Records contained in a dataset:

+-------+

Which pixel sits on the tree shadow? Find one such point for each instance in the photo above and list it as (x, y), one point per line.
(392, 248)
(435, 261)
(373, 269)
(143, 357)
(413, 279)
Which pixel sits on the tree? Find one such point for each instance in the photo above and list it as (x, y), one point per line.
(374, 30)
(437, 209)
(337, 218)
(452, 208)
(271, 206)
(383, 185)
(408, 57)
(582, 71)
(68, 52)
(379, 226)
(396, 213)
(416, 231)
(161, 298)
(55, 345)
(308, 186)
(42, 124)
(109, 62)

+-------+

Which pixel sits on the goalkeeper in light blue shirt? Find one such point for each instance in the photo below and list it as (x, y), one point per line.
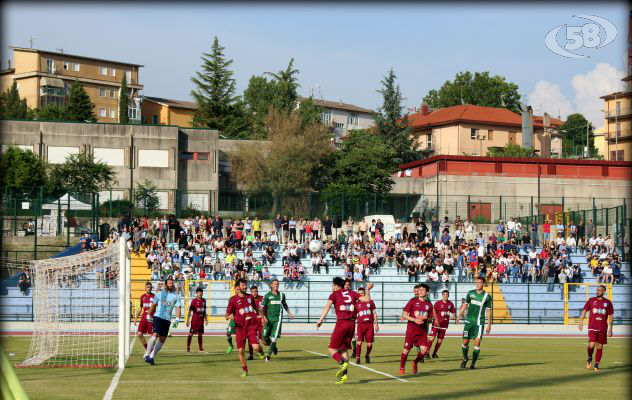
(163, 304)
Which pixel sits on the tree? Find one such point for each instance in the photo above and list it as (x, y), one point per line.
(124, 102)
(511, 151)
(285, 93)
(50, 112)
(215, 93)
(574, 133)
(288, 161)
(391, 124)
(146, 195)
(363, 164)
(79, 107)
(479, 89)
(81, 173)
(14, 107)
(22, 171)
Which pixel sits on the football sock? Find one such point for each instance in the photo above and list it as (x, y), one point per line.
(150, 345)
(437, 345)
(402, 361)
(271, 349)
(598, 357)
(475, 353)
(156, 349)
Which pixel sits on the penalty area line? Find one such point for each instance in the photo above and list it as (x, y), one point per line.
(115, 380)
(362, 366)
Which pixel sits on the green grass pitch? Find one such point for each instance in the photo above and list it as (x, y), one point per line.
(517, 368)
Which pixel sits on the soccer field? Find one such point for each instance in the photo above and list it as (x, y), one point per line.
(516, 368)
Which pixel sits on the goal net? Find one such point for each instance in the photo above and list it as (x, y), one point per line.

+-------+

TASK INSTRUCTIONS: Reproduce, character for character, only the lines of the preceding data that start at the line with "Which pixel sits on the soccer" and end at the line with "Which pixel sits on the goal net?", both included.

EXPECTED OUTPUT:
Which pixel sits on the soccer field? Find one such point for each instance in the photo above and list it as (x, y), one point per line.
(516, 368)
Which pixel sits on the goal net? Find one such point for each instance in the photo above and list it as (x, y), one point per line.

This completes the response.